§ Task to complete:
Can you extract every one of the rows below and reproduce each line verbatim?

§ Extracted entries:
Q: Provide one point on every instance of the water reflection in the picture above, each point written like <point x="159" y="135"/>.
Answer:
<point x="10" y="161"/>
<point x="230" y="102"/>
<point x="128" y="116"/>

§ Answer for the task:
Q: Provide one point on every instance of the water reflection in the picture above, each point written like <point x="159" y="135"/>.
Answer:
<point x="10" y="161"/>
<point x="230" y="102"/>
<point x="128" y="116"/>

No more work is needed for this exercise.